START Supplied data

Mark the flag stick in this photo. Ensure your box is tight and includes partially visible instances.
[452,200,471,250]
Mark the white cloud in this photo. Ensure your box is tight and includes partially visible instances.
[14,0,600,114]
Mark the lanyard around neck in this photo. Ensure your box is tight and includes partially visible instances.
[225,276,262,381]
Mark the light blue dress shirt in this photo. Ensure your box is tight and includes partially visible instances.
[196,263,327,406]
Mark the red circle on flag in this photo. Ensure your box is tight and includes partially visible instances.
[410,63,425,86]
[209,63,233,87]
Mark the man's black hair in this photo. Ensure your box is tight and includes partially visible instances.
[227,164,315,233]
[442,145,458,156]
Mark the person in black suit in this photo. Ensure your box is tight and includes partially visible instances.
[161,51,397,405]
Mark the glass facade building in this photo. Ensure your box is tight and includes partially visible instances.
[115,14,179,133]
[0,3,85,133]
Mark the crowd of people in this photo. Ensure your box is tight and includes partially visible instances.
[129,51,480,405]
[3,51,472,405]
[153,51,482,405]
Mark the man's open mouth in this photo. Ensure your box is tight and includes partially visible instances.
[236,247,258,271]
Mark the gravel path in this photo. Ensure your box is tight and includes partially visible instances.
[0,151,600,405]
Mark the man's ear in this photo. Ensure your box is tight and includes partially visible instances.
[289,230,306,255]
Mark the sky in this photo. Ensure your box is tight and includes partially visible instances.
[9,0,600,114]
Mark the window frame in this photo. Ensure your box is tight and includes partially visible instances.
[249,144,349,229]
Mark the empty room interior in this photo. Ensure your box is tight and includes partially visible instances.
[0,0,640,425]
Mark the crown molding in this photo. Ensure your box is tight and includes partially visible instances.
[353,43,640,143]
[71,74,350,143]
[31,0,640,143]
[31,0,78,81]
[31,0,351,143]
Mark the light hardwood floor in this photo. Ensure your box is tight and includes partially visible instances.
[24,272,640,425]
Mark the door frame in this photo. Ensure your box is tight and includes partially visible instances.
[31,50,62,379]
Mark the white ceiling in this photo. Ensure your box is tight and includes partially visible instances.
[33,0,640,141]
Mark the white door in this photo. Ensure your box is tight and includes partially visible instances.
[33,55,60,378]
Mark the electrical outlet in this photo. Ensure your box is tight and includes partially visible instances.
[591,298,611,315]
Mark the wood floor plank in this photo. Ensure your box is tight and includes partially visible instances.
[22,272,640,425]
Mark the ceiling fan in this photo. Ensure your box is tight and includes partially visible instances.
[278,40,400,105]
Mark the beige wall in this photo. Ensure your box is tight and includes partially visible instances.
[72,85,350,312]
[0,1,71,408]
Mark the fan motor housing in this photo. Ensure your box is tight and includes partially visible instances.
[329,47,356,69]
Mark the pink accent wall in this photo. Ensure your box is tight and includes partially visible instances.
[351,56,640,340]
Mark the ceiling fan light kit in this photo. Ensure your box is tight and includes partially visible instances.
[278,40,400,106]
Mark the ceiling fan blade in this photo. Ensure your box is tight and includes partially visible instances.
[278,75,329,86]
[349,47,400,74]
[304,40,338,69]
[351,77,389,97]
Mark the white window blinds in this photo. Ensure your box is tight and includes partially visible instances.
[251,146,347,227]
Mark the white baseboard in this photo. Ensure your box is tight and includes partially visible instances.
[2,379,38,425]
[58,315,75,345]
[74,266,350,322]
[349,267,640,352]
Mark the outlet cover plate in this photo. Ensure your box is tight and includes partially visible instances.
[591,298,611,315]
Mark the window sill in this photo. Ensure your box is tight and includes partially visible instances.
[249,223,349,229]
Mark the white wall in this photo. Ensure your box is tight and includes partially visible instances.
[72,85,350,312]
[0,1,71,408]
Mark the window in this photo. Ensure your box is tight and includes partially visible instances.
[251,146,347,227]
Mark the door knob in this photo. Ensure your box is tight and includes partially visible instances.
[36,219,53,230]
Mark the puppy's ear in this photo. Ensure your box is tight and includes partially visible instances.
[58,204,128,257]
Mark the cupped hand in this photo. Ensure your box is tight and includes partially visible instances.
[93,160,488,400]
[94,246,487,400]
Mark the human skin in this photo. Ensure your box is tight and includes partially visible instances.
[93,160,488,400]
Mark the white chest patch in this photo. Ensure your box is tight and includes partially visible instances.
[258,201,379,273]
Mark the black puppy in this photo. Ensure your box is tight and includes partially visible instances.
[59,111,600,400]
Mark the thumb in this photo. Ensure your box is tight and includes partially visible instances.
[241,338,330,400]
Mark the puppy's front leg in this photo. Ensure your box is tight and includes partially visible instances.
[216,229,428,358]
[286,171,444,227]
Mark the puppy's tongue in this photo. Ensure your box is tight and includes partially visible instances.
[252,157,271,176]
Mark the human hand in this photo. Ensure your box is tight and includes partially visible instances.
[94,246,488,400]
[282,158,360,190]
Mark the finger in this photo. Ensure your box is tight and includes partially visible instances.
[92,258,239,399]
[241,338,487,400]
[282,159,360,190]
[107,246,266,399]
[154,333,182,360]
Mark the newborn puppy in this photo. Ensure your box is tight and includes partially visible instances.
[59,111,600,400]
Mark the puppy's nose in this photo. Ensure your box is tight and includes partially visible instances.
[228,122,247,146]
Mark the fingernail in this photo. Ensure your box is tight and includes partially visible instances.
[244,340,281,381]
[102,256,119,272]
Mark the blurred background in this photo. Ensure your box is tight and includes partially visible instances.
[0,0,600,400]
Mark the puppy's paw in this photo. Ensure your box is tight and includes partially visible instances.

END Supplied data

Short task: Rewrite the data above, changing every "Ensure" to "Make sure" and leaving the rest untouched.

Exercise solution:
Mark the flag stick in this photo. Make sure your box is tight and includes partially visible instances.
[452,200,471,250]
Mark the white cloud in this photo. Make sure your box is tight and includes partially visible instances.
[14,0,600,114]
Mark the lanyard around neck in this photo. Make sure your box is tight and includes partially visible instances.
[225,276,262,381]
Mark the light blue dress shirt in this photo. Make sure your box is tight and includes partially visible instances.
[196,263,327,406]
Mark the red circle on flag in this photo. Make sure your box is tight and includes partially visible instances.
[410,63,425,86]
[209,63,233,87]
Mark the man's black hair in this photo. Make sure your box is tight and includes partially visible instances.
[227,164,315,233]
[442,145,458,156]
Mark the person in black suit in this photo. Make sure your box is tight and includes partially visible instances.
[161,51,397,405]
Mark the glass facade building in this photo. Make sure your box is tight and includes partially visible instances.
[115,14,179,133]
[0,3,85,133]
Mark the crowd of people in this photo. Make sure your box is tight and includes partially visible instances.
[129,51,480,405]
[3,51,472,405]
[153,51,482,405]
Mark the man's open mouth in this photo. Make sure your box is tight and includes partially visible instances.
[236,247,258,271]
Mark the gravel path in this photo. Make sure your box is tight and includes partially visible instances.
[0,151,600,405]
Mark the man's ear in this photo. Make sure your box is tight and includes partially visible instances.
[289,230,306,255]
Mark the sky in this photo. Make sure your box is tight and includes partially visible instances.
[9,0,600,114]
Mark the window frame in this photo. Make sure your box is tight and includes partially visible instances.
[249,144,349,229]
Mark the empty room interior in this photo. Make sure your box is tight and includes partially visible instances.
[0,0,640,425]
Mark the crown molding in this photo. Make sure your box is tight and includes partially visible instances.
[353,43,640,143]
[71,74,350,143]
[31,0,640,143]
[31,0,78,81]
[31,0,351,143]
Mark the light hardwood floor in this photo. Make sure your box is tight and includes partially visible instances.
[24,272,640,425]
Mark the door frame in this photo. Make sure your box is tight and includes partially visible instances.
[31,50,62,379]
Mark the white ceiling in this photo. Make sure your box is tight and includes partially visible instances.
[33,0,640,141]
Mark the white door in this photo. Make sure your box is tight and includes partially visible instances.
[33,55,60,378]
Mark the electrical outlet in this photo. Make sure your box is tight and includes partially visible instances.
[591,298,611,315]
Mark the wood floor plank in this photo. Make sure your box is tight and includes partially visible instances.
[22,272,640,425]
Mark the ceiling fan in this photo. Make sure your box is tight and includes partially visible instances.
[278,40,400,105]
Mark the beige wall in this photo. Make sure your box is tight and includes partially visible instances.
[72,85,350,312]
[0,1,71,408]
Mark the fan motor housing in this photo. Make sure your box is tight and includes partially visible instances.
[329,47,356,69]
Mark the pink accent wall in this photo. Make sure your box is tight and includes partially visible instances.
[351,56,640,340]
Mark the ceiling fan light kit in this photo. Make sure your box is tight and includes partially visible instances.
[278,40,400,106]
Mark the ceiling fan blade in this photo. Make sure your box is tight and includes partially visible instances.
[278,75,329,86]
[349,47,400,74]
[304,40,338,69]
[351,77,389,97]
Mark the white window blinds in this photo. Make sure your box is tight and includes partially visible instances.
[251,146,347,227]
Mark the white baseboard in this photo. Make sure your box is tight and includes partially visible instances.
[2,379,38,425]
[58,315,75,345]
[74,266,350,322]
[349,267,640,352]
Mark the outlet cover plate in this photo. Make sure your box is tight and includes partially visible instances.
[591,298,611,315]
Mark the window sill in this photo. Make sure your box is tight and includes partially visible instances.
[249,223,349,229]
Mark the white wall in this photo. Make sure your box is tight and includes partially visible instances.
[72,85,350,312]
[0,1,71,408]
Mark the window in this photo. Make sure your box is tight and includes partially visible instances.
[251,146,347,227]
Mark the door knob in this photo. Make sure your box is tight and includes partially visible instances.
[36,219,53,230]
Mark the puppy's ear in this photo. Make sure your box is tight and includes partially visible instances.
[58,204,128,257]
Mark the cupped hand in this photo. Make sure your box is tight and includes partially visible instances.
[93,160,488,400]
[94,246,487,400]
Mark the human skin in this photo. Make sure your box is tight and includes partially visible instances.
[93,160,488,400]
Mark the white chest patch in this photo. Make sure your box is tight and includes partially visible instances.
[258,201,379,273]
Mark the black puppy in this photo. Make sure your box is tight and includes partially visible instances.
[59,111,600,400]
Mark the thumb in this photo. Make sure your box is tight and includes partially visible instances.
[241,338,330,400]
Mark the puppy's front leg in this photo. Make sure your box is tight and includes partially visible instances.
[216,229,428,358]
[286,171,444,227]
Mark the puppy's tongue in this photo. Make sure your box is tight and includes partially visible instances.
[252,157,271,176]
Mark the human hand in this photo. Make sure your box is tight and includes partially visible instances.
[94,246,488,400]
[282,158,360,190]
Mark the finger in this photo. Make sure your box is tight and includes partially visible instances.
[92,258,239,399]
[241,338,487,400]
[282,159,360,190]
[107,246,266,399]
[154,333,182,360]
Mark the newborn puppy in this photo. Make sure your box is tight and includes partially visible instances.
[59,111,600,400]
Mark the puppy's nose in this photo. Make sure your box is tight and includes partially visible instances.
[228,122,247,146]
Mark the fingernail in this photo. Make sure your box is tight and includes partially visible instances.
[244,340,281,381]
[102,256,119,272]
Mark the blurred background in this photo. Make sure your box is tight and includes partially visible instances.
[0,0,600,400]
Mark the puppy's paw in this photo. Make sure your box is tight and includes partially visible instances.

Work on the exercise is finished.